>>>

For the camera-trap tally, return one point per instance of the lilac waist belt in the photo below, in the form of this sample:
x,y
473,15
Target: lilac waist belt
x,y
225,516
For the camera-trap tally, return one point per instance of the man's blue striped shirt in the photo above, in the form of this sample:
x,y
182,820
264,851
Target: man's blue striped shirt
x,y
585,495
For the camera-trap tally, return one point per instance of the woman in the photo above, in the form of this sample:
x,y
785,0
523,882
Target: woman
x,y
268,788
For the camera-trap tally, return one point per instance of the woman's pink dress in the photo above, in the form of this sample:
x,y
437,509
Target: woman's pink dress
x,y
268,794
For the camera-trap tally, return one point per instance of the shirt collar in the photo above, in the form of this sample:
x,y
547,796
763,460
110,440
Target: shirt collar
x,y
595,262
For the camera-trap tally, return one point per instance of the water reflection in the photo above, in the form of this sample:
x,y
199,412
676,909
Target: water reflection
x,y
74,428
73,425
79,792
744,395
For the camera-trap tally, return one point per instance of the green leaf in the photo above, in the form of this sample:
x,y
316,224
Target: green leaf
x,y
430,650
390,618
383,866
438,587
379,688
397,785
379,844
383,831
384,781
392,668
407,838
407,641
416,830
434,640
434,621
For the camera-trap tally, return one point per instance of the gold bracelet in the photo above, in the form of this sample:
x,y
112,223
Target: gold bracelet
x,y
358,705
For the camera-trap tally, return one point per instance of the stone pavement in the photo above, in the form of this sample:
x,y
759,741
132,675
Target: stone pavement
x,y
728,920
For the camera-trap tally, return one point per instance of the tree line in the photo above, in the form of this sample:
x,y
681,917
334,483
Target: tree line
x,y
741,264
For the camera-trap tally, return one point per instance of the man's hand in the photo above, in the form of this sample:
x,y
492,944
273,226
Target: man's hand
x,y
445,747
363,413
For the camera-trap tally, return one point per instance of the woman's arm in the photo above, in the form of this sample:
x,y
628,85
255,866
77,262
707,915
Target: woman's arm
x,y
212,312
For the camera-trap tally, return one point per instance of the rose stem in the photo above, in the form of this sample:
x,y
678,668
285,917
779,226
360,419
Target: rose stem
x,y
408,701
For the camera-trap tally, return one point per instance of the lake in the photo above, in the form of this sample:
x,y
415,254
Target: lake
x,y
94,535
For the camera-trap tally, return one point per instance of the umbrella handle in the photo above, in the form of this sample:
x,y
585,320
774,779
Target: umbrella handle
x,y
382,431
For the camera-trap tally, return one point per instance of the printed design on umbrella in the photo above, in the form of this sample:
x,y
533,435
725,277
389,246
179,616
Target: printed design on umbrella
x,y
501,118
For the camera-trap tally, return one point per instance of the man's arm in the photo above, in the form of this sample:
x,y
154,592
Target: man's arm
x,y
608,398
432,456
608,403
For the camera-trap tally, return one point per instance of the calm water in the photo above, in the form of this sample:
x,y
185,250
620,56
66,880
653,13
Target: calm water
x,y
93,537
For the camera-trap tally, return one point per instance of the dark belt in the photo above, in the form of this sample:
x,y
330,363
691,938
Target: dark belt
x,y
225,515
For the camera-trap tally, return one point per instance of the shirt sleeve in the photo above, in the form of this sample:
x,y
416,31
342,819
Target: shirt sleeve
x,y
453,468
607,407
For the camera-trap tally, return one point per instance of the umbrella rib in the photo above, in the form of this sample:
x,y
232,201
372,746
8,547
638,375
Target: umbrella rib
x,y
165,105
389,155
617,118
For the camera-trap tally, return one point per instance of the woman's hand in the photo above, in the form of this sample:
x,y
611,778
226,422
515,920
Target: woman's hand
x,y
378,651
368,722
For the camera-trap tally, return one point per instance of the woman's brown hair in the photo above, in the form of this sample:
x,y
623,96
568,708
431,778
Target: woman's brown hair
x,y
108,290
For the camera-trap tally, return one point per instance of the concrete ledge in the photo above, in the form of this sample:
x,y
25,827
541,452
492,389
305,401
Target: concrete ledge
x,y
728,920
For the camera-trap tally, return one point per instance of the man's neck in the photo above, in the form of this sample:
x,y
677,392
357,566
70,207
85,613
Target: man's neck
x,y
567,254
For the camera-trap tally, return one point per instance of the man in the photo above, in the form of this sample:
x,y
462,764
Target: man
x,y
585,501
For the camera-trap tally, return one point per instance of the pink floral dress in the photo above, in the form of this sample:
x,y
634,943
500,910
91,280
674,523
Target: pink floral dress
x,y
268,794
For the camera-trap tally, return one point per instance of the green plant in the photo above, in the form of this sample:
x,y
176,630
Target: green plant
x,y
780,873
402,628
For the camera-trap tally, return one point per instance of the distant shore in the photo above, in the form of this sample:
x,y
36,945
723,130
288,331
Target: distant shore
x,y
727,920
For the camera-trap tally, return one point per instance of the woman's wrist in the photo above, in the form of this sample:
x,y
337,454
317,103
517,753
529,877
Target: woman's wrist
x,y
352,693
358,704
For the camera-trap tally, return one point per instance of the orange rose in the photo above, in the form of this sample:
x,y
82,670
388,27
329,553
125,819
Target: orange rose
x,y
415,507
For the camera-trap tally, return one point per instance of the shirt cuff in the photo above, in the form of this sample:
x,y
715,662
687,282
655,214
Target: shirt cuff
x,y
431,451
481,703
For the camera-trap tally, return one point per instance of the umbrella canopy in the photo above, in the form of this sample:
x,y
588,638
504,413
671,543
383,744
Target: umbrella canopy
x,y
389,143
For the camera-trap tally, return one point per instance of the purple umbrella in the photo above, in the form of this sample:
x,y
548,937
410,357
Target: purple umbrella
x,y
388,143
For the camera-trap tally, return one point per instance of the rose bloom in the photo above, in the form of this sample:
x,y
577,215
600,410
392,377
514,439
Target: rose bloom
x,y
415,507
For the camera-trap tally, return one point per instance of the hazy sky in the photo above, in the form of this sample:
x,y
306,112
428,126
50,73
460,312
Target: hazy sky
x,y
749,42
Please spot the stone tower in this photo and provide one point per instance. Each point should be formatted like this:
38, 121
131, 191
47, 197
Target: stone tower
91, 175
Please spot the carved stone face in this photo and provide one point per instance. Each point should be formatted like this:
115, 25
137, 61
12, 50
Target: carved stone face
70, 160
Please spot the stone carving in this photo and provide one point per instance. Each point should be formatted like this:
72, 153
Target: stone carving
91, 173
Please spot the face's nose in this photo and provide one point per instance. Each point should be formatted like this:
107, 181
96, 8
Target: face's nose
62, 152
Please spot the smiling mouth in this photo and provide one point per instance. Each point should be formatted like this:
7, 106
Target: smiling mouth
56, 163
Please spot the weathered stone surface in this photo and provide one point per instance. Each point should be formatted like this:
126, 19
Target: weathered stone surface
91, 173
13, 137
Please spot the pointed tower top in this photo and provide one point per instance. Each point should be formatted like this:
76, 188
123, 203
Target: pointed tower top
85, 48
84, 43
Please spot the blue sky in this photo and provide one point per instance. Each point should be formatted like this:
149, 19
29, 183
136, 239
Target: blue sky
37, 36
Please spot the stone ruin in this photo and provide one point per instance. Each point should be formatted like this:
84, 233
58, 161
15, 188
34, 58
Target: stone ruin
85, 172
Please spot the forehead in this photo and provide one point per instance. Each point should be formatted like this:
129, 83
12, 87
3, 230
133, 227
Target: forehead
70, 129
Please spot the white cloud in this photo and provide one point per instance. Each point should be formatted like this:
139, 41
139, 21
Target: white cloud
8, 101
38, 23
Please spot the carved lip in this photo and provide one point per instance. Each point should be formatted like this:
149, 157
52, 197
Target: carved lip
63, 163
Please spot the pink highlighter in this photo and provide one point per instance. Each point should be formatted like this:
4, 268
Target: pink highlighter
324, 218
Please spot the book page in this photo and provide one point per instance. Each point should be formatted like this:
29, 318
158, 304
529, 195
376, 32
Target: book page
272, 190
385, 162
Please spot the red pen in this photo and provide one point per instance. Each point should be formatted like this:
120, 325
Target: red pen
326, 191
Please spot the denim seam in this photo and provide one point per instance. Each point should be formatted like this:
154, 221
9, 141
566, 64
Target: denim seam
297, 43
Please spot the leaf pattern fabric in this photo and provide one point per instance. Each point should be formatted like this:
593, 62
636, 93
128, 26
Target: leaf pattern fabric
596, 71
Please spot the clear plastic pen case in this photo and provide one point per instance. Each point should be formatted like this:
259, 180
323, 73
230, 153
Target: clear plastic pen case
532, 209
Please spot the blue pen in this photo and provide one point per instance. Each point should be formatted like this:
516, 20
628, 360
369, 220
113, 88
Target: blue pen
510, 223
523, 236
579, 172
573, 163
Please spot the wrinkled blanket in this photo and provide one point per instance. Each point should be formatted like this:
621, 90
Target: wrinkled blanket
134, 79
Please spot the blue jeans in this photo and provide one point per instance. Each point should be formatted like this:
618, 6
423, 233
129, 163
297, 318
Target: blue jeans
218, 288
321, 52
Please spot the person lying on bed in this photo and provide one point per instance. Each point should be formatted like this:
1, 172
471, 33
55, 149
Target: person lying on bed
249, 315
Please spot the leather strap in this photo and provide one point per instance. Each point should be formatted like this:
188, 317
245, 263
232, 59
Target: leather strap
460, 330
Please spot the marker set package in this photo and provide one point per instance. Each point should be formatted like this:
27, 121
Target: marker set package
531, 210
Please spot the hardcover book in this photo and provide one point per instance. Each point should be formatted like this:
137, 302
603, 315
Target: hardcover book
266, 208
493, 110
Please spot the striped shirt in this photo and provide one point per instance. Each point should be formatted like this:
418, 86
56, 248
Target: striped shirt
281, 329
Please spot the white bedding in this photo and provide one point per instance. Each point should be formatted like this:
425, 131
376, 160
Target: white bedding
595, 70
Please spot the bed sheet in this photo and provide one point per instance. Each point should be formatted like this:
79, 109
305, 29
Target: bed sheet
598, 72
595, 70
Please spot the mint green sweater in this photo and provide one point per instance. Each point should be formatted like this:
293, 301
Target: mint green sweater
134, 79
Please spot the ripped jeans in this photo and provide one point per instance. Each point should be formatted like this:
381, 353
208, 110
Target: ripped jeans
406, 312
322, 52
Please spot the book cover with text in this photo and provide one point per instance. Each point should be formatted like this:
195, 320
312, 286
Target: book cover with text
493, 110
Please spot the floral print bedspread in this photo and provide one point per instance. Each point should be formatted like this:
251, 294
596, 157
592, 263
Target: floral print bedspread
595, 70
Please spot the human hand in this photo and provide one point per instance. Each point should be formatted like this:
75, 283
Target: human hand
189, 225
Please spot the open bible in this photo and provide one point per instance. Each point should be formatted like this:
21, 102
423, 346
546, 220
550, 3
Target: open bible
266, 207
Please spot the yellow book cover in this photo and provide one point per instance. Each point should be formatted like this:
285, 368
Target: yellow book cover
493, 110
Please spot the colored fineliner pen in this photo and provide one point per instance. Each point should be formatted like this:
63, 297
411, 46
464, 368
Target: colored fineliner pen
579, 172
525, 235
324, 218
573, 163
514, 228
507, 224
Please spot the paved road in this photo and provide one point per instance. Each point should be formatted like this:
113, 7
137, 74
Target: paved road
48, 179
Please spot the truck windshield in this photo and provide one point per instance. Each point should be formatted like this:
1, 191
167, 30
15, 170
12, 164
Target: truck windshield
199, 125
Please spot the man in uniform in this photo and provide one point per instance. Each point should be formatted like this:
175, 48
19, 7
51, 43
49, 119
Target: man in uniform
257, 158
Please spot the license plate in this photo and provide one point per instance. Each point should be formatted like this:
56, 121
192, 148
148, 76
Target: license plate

<<<

Problem details: Starting with the line that contains "Please spot the truck", return each line through the last one of the data above, exactly as written and nothing more.

Response to the task:
Please spot the truck windshield in this photo and provide one point per instance. Each point should be formatted like this:
1, 191
167, 30
15, 170
12, 164
Target: truck windshield
199, 125
Please spot the man in uniform in this photo and provide one point per instance. Each point should be formatted like this:
175, 48
19, 7
51, 43
49, 119
Target: man in uniform
257, 158
Please spot the license plate in this photo and provide one point per instance. Each point should be formatted like this:
56, 121
192, 148
148, 76
Target: license plate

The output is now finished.